### [What this task involves]
Give a verbatim repeat of the lines that run from the line containing "Where can the flagpole" to the end of the data below.

........

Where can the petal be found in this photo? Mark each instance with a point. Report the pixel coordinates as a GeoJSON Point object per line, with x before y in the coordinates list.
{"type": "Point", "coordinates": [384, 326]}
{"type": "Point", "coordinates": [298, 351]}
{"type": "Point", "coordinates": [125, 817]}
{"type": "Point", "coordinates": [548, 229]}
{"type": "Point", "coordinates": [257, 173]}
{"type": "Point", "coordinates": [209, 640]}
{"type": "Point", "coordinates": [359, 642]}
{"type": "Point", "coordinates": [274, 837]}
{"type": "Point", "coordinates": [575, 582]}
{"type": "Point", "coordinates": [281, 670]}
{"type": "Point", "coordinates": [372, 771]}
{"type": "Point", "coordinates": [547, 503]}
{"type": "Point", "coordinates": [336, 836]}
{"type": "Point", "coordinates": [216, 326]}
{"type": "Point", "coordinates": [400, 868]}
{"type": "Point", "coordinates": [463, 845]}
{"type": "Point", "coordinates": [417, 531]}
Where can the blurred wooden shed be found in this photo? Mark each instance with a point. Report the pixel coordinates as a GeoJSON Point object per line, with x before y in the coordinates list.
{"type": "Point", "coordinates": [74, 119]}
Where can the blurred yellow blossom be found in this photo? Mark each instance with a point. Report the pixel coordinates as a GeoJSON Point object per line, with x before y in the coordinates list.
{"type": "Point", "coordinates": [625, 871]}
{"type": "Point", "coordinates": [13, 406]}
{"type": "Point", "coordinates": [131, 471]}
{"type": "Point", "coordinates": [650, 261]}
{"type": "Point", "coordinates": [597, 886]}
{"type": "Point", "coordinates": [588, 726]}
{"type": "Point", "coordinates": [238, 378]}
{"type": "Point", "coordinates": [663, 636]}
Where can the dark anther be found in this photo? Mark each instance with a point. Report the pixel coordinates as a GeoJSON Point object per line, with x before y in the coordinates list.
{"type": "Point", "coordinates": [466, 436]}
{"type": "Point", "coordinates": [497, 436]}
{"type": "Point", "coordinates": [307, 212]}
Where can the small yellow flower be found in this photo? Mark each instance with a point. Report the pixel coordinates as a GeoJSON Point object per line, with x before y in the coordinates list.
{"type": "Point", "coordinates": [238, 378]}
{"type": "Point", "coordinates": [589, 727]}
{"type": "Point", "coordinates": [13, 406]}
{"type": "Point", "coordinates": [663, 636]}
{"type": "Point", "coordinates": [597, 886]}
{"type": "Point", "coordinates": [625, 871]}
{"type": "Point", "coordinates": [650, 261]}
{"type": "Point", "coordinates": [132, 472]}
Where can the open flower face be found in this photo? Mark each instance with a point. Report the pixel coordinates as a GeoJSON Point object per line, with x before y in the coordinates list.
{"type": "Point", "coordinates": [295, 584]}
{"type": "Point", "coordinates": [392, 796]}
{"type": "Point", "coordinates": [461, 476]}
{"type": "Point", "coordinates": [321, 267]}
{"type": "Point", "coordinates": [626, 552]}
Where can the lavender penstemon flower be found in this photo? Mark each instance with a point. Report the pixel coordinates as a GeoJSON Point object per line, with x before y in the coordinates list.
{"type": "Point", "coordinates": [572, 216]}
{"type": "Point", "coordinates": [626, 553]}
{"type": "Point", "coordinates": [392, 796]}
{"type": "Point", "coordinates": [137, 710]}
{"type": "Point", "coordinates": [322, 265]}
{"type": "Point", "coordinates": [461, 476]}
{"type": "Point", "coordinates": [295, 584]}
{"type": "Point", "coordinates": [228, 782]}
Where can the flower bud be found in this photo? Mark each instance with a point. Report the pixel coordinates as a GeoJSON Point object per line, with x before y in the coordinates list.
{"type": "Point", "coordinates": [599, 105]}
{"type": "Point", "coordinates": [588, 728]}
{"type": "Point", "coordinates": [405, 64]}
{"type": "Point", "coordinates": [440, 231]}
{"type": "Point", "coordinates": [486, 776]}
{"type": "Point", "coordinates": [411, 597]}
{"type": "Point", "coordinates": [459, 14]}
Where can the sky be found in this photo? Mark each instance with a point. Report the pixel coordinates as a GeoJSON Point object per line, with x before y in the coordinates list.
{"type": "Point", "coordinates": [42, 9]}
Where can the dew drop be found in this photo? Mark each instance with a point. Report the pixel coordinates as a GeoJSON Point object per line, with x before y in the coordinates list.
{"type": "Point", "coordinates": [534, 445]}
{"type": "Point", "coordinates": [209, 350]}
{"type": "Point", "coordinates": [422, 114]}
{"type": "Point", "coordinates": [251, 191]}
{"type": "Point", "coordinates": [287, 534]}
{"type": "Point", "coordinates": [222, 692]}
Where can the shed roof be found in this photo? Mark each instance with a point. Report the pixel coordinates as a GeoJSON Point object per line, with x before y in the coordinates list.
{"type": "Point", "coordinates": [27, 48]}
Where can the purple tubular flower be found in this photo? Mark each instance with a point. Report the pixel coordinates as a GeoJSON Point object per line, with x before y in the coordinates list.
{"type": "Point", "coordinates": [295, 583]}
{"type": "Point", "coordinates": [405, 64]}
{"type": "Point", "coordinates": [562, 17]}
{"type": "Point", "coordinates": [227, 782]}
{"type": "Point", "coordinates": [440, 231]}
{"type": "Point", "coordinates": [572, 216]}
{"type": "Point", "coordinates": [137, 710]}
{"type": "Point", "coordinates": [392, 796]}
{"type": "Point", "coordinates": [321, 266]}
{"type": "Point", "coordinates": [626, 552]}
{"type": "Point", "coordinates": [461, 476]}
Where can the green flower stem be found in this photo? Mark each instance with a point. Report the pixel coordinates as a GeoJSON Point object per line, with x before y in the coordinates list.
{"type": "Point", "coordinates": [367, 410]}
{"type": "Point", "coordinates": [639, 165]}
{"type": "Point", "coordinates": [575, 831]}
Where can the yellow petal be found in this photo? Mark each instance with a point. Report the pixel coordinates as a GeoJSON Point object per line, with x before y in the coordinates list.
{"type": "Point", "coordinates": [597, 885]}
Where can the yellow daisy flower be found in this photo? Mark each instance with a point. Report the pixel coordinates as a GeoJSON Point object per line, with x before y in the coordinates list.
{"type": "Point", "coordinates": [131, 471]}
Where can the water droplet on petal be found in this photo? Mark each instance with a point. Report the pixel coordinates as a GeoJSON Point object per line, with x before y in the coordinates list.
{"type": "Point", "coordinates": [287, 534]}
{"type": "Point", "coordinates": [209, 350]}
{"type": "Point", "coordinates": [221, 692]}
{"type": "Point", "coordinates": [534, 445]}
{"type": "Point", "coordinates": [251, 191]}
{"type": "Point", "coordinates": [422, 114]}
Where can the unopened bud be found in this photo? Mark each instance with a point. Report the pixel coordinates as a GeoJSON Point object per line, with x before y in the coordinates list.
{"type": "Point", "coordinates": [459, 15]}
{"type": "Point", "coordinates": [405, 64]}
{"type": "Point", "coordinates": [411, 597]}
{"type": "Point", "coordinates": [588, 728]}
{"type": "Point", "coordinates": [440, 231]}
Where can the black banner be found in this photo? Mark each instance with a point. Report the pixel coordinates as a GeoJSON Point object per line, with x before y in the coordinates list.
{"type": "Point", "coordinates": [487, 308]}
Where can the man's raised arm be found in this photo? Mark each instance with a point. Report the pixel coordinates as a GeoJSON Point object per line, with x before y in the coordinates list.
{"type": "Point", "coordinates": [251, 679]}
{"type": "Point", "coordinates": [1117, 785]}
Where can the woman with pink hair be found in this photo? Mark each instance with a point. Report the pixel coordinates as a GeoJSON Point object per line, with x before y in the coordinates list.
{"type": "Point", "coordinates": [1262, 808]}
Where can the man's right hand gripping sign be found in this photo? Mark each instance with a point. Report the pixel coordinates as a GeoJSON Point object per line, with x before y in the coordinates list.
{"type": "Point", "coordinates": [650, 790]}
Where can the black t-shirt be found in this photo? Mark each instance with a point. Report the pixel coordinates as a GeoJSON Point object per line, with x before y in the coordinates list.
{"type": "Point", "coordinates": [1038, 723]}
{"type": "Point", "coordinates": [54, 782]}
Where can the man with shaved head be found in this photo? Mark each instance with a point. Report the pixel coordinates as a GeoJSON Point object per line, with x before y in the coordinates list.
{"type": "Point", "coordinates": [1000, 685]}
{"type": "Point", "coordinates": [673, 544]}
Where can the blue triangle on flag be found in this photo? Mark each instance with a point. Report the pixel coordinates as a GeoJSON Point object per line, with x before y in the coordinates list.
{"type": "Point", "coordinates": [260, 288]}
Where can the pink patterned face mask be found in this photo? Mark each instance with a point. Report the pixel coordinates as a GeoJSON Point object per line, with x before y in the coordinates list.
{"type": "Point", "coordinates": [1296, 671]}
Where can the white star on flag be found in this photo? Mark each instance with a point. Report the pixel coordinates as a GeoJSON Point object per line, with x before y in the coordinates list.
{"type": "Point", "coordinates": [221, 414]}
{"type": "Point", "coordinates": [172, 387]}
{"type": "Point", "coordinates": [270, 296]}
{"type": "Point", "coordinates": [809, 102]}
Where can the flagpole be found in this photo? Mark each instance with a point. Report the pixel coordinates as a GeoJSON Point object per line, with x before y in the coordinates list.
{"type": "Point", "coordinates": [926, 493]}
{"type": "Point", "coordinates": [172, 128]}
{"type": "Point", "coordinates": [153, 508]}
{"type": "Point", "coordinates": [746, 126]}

........

### [Finished task]
Where can the flagpole be found in this photo? Mark each instance with a point. Report the pixel coordinates as a GeoJSON Point object per line, with x before y in the coordinates list.
{"type": "Point", "coordinates": [926, 493]}
{"type": "Point", "coordinates": [172, 128]}
{"type": "Point", "coordinates": [153, 508]}
{"type": "Point", "coordinates": [746, 126]}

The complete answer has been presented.